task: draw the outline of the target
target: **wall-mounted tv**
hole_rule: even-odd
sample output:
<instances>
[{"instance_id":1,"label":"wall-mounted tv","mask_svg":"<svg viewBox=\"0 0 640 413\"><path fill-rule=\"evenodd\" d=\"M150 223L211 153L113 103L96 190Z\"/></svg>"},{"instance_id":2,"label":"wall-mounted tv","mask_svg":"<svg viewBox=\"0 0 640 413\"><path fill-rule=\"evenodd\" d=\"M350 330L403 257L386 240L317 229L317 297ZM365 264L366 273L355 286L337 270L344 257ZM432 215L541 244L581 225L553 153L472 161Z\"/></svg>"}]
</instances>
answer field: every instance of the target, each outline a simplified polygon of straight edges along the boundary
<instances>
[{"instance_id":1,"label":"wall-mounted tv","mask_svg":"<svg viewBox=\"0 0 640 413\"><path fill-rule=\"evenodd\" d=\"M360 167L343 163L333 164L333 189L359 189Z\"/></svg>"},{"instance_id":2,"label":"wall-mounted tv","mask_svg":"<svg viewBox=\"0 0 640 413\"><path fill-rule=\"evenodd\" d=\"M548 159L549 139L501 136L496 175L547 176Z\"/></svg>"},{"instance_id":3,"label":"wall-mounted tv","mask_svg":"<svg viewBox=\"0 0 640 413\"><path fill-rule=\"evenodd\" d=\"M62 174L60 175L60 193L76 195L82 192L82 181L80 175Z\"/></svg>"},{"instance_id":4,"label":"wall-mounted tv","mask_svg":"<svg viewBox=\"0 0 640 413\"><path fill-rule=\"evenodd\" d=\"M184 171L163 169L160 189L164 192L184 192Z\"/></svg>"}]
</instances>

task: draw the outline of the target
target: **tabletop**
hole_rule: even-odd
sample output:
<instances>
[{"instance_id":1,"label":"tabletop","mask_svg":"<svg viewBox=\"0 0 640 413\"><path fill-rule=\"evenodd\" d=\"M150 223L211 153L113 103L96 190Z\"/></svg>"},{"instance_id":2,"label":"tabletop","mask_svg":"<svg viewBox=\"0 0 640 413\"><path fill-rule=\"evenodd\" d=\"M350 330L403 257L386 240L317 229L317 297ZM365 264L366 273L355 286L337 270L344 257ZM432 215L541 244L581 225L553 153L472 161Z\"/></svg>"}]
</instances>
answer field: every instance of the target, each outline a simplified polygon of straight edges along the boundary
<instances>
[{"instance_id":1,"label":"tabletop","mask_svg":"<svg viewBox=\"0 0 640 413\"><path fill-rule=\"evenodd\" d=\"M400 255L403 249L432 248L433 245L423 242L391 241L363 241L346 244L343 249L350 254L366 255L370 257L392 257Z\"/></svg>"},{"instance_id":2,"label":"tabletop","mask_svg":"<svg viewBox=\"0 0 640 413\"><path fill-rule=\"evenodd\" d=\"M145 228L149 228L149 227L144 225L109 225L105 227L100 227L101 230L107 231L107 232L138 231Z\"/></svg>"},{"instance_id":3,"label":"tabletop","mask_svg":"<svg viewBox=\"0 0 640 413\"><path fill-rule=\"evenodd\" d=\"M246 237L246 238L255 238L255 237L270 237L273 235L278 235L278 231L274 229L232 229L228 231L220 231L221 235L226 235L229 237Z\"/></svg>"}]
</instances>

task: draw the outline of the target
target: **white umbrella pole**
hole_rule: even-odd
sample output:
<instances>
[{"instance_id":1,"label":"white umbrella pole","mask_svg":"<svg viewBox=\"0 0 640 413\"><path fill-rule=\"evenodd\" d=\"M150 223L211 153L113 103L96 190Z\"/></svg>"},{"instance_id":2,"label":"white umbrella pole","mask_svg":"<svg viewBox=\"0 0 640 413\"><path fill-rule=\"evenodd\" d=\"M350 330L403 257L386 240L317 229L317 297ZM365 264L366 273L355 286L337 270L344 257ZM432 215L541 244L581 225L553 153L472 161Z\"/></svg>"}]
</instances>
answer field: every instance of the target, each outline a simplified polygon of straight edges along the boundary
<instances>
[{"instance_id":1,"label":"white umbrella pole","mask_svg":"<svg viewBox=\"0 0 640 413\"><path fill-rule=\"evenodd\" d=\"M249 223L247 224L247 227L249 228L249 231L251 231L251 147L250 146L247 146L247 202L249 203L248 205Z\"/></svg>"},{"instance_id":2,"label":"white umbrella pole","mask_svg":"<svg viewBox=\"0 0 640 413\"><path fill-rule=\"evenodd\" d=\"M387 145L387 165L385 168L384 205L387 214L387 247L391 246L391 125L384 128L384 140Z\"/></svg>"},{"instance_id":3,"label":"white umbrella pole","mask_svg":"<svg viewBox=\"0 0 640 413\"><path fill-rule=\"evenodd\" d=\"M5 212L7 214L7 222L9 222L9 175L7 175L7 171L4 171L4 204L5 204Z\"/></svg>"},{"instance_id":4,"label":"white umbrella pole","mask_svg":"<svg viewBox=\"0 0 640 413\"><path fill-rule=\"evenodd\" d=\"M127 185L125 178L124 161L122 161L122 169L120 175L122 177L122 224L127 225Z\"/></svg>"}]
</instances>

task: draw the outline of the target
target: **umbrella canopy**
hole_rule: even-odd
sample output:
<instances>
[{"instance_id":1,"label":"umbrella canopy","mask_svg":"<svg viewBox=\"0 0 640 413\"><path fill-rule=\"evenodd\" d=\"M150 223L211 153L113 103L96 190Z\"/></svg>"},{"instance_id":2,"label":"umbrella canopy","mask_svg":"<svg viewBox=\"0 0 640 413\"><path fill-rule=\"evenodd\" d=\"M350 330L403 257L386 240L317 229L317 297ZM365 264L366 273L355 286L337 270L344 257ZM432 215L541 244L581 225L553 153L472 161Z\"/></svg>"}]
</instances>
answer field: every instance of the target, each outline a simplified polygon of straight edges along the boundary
========================
▶ _DESCRIPTION OF THE TASK_:
Word for word, restate all of the data shown above.

▶ _TASK SOLUTION_:
task: draw the outline of the target
target: **wall-mounted tv**
hole_rule: even-odd
sample output:
<instances>
[{"instance_id":1,"label":"wall-mounted tv","mask_svg":"<svg viewBox=\"0 0 640 413\"><path fill-rule=\"evenodd\" d=\"M150 223L211 153L113 103L96 190Z\"/></svg>"},{"instance_id":2,"label":"wall-mounted tv","mask_svg":"<svg viewBox=\"0 0 640 413\"><path fill-rule=\"evenodd\" d=\"M350 330L403 257L386 240L317 229L317 297ZM365 264L366 273L355 286L337 270L344 257ZM432 215L541 244L581 225L553 153L472 161Z\"/></svg>"}]
</instances>
answer field: every instance of the target, each outline a simplified polygon of straight edges along the boundary
<instances>
[{"instance_id":1,"label":"wall-mounted tv","mask_svg":"<svg viewBox=\"0 0 640 413\"><path fill-rule=\"evenodd\" d=\"M360 167L343 163L333 164L333 189L359 189Z\"/></svg>"},{"instance_id":2,"label":"wall-mounted tv","mask_svg":"<svg viewBox=\"0 0 640 413\"><path fill-rule=\"evenodd\" d=\"M548 159L549 139L501 136L496 175L547 176Z\"/></svg>"},{"instance_id":3,"label":"wall-mounted tv","mask_svg":"<svg viewBox=\"0 0 640 413\"><path fill-rule=\"evenodd\" d=\"M62 174L60 175L60 193L76 195L82 192L82 181L80 175Z\"/></svg>"},{"instance_id":4,"label":"wall-mounted tv","mask_svg":"<svg viewBox=\"0 0 640 413\"><path fill-rule=\"evenodd\" d=\"M184 171L163 169L160 189L164 192L184 192Z\"/></svg>"}]
</instances>

task: draw the outline of the target
target: **tabletop**
hole_rule: even-odd
sample output:
<instances>
[{"instance_id":1,"label":"tabletop","mask_svg":"<svg viewBox=\"0 0 640 413\"><path fill-rule=\"evenodd\" d=\"M150 223L211 153L113 103L96 190Z\"/></svg>"},{"instance_id":2,"label":"tabletop","mask_svg":"<svg viewBox=\"0 0 640 413\"><path fill-rule=\"evenodd\" d=\"M350 330L403 257L386 240L317 229L317 297ZM365 264L366 273L355 286L337 270L344 257ZM432 215L541 244L581 225L553 153L472 161Z\"/></svg>"}]
</instances>
answer field: every instance of the target, each outline a simplified polygon of straight edges along the boundary
<instances>
[{"instance_id":1,"label":"tabletop","mask_svg":"<svg viewBox=\"0 0 640 413\"><path fill-rule=\"evenodd\" d=\"M400 255L403 249L432 248L433 245L423 242L391 241L363 241L346 244L343 249L350 254L366 255L370 257L392 257Z\"/></svg>"},{"instance_id":2,"label":"tabletop","mask_svg":"<svg viewBox=\"0 0 640 413\"><path fill-rule=\"evenodd\" d=\"M145 228L149 228L149 227L144 225L109 225L105 227L100 227L101 230L107 231L107 232L138 231Z\"/></svg>"},{"instance_id":3,"label":"tabletop","mask_svg":"<svg viewBox=\"0 0 640 413\"><path fill-rule=\"evenodd\" d=\"M246 237L246 238L255 238L255 237L270 237L273 235L278 235L278 231L274 229L232 229L228 231L220 231L221 235L226 235L229 237Z\"/></svg>"}]
</instances>

task: draw the outline of the target
target: **white umbrella pole**
hole_rule: even-odd
sample output:
<instances>
[{"instance_id":1,"label":"white umbrella pole","mask_svg":"<svg viewBox=\"0 0 640 413\"><path fill-rule=\"evenodd\" d=\"M150 223L211 153L113 103L96 190Z\"/></svg>"},{"instance_id":2,"label":"white umbrella pole","mask_svg":"<svg viewBox=\"0 0 640 413\"><path fill-rule=\"evenodd\" d=\"M350 330L403 257L386 240L317 229L317 297ZM365 264L366 273L355 286L337 270L344 257ZM432 215L541 244L581 225L553 153L472 161Z\"/></svg>"}]
</instances>
answer field: every instance of the target, each outline a simplified polygon of straight edges along the boundary
<instances>
[{"instance_id":1,"label":"white umbrella pole","mask_svg":"<svg viewBox=\"0 0 640 413\"><path fill-rule=\"evenodd\" d=\"M249 223L247 224L247 227L249 228L249 231L251 231L251 147L250 146L247 146L247 202L249 203L248 205Z\"/></svg>"},{"instance_id":2,"label":"white umbrella pole","mask_svg":"<svg viewBox=\"0 0 640 413\"><path fill-rule=\"evenodd\" d=\"M387 145L387 165L385 168L384 205L387 214L387 247L391 246L391 125L384 128L384 140Z\"/></svg>"},{"instance_id":3,"label":"white umbrella pole","mask_svg":"<svg viewBox=\"0 0 640 413\"><path fill-rule=\"evenodd\" d=\"M5 212L7 214L7 222L9 222L9 175L7 175L7 171L4 171L4 204L5 204Z\"/></svg>"},{"instance_id":4,"label":"white umbrella pole","mask_svg":"<svg viewBox=\"0 0 640 413\"><path fill-rule=\"evenodd\" d=\"M127 185L125 178L124 161L122 161L122 169L120 175L122 177L122 224L127 225Z\"/></svg>"}]
</instances>

task: draw the outline of the target
target: **umbrella canopy**
hole_rule: even-odd
sample output:
<instances>
[{"instance_id":1,"label":"umbrella canopy","mask_svg":"<svg viewBox=\"0 0 640 413\"><path fill-rule=\"evenodd\" d=\"M150 223L211 153L113 103L96 190Z\"/></svg>"},{"instance_id":2,"label":"umbrella canopy","mask_svg":"<svg viewBox=\"0 0 640 413\"><path fill-rule=\"evenodd\" d=\"M350 330L403 257L386 240L317 229L317 297ZM365 264L366 273L355 286L337 270L344 257ZM432 215L541 244L581 225L553 153L472 161Z\"/></svg>"}]
</instances>
answer field: every instance of the target, each outline a simplified polygon of straight edges along the boundary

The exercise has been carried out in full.